_Extrait_.
►

Opération Beyrouth : Beyrouth, nid d’espions.

Découvert en 2005 avec The Machinist, long-métrage perturbant vu la performance cadavérique de Christian Bale en insomniaque impliqué dans un accident de travail, Brad Anderson se révèle comme un metteur en scène prometteur, tout du moins intéressant, et à suivre. Puis la carrière du réalisateur américain déçoit se fourvoyant dans des productions sans âmes, du travail à la commande dont on espère peu de choses.

Beaucoup de travail à la télévision, Brad Anderson a réalisé le pilote de la série Titans (série sur les Teens Titans de DC Comics) à venir en 2018, mais on a pu le voir opérer sur Fringe, Alcatraz ou Boardwalk Empire. S’il avait surpris avec un certain sens du rythme dans le très bon The Call avec Halle Berry en 2013, Brad Anderson nous avait laissé de marbre devant Hysteria avec Kate Beckinsale pour une libre adaptation de la nouvelle Le Système du docteur Goudron et du professeur Plume d’Edgar Allan Poe.

Revoici donc ce cher Brad avec Opération Beyrouth en salles le 30 mai 2018 en France. On ne peut lui retirer cette faculté de passer d’un genre à un autre, de pouvoir facilement s’adapter en fonction du travail demandé. Que ce soit en série TV ou au cinéma, Brad Anderson s’efface derrière la commande, souvent pour le bien du produit. Car finalement, à bien regarder la filmographie du bonhomme, il y a peu de déchets formels. C’est donc avec Opération Beyrouth que Brad Anderson repasse par la case cinéma avec un scénario signé Tony Gilroy à qui l’ont doit Michael Clayton avec Georges Clooney ou trois scénarios des aventures de Jason Bourne. Dans Opération Beyrouth, nous partons dans les années 80 au cœur d’un Beyrouth sous le contrôle de plusieurs forces antagonistes : les USA, Israël, l’OLP (Organisation pour la libération de la Palestine), sans oublier les Chrétiens Libanais, les musulmans et les Druzes, tous se partageant la capitale libanaise.

Dix ans après avoir perdu sa femme dans une attaque terroriste, Mason Skiles doit revenir sur place pour négocier la libération d’un ancien collègue et ami proche enlevé par un groupuscule inconnu.

Si la situation géo-politique n’est pas nouvelle, loin d’être originale dans la peinture dressée par Tony Gilroy (en roue libre), le film intéresse en mettant en parallèle le chaos apocalyptique d’une ville prise au cœur d’un conflit d’intérêts international et celui d’un homme qui ne se remet pas de la perte de sa femme dix ans auparavant. Mark Skiles est devenu un entremetteur dans les conflits d’entreprises. Après avoir été diplomate à Beyrouth dans les années 70, il est celui entre syndicats et entreprises américaines commençant à sous-payer ses employés avant de délocaliser. Skiles est un alcoolique, un homme en perdition se retrouvant bien malgré lui à Beyrouth. La ville de toute une vie qui le ramène à des douleurs intérieures pour résoudre des conflits et les intérêts du monde.

◄

_Données fournies_.
►

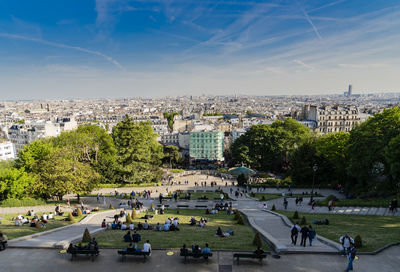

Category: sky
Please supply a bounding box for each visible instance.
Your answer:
[0,0,400,100]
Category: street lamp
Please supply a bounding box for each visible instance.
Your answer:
[310,164,318,205]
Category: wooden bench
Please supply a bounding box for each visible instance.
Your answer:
[180,252,212,263]
[118,249,150,262]
[67,249,100,262]
[233,253,267,264]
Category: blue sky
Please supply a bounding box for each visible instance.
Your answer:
[0,0,400,99]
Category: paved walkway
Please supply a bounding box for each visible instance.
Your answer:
[0,246,400,272]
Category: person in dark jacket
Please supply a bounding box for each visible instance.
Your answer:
[300,225,310,247]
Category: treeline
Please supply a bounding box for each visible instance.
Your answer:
[0,116,164,200]
[231,107,400,196]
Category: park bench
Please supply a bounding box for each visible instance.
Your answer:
[67,249,100,262]
[118,249,150,262]
[233,253,267,264]
[181,251,212,263]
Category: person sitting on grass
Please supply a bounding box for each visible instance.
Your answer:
[142,240,151,256]
[132,231,142,243]
[156,223,162,231]
[124,231,132,242]
[201,243,211,254]
[181,244,189,254]
[253,246,264,255]
[189,216,196,226]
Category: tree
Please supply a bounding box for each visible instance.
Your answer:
[163,145,182,168]
[33,149,100,200]
[112,116,163,182]
[0,166,35,200]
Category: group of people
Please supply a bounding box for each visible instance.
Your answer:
[123,240,151,254]
[290,222,317,247]
[67,237,99,252]
[181,243,211,254]
[189,216,208,228]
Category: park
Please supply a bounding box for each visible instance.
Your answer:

◄

_Défis_.
a - Pour chaque énoncé, répondez oui ou non selon l'extrait et citez les mots de l'extrait qui tranchent : (i) l'action du film se déroule à Beyrouth dans les années 80 ; (ii) le scénario d'Opération Beyrouth est signé Tony Gilroy ; (iii) Skiles a été diplomate à Beyrouth dans les années 90.
b - Reproduisez le passage de l'extrait qui débute aux mots « Dix ans après » et se termine après « un groupuscule inconnu. ».

_Résultats_.
a -
(i) Oui : « nous partons dans les années 80 au cœur d’un Beyrouth sous le contrôle de plusieurs forces antagonistes »
(ii) Oui : « avec un scénario signé Tony Gilroy »
(iii) Non : « Après avoir été diplomate à Beyrouth dans les années 70 »

b -
Dix ans après avoir perdu sa femme dans une attaque terroriste, Mason Skiles doit revenir sur place pour négocier la libération d’un ancien collègue et ami proche enlevé par un groupuscule inconnu.